Data items

## Start

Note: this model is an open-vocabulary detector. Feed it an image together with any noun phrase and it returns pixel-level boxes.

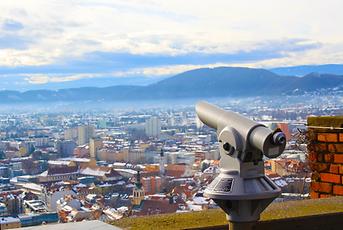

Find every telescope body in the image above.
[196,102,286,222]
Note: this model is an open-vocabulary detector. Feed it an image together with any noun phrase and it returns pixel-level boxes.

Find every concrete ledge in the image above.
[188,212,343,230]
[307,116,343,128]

## End
## Start

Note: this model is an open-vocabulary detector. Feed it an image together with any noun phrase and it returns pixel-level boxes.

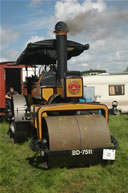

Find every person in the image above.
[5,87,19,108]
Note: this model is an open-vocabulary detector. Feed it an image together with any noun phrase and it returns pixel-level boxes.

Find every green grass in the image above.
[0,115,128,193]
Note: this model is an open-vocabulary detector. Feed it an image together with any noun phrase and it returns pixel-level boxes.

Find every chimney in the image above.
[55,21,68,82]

## End

• What is expected: Return every line of the listing above that contains the word "Find", matching case exactly.

• Correct output:
Find every telescope body in the image above.
Find every concrete ledge in the image above.
Find every person in the image above.
Find every green grass in the image above.
Find every chimney in the image above.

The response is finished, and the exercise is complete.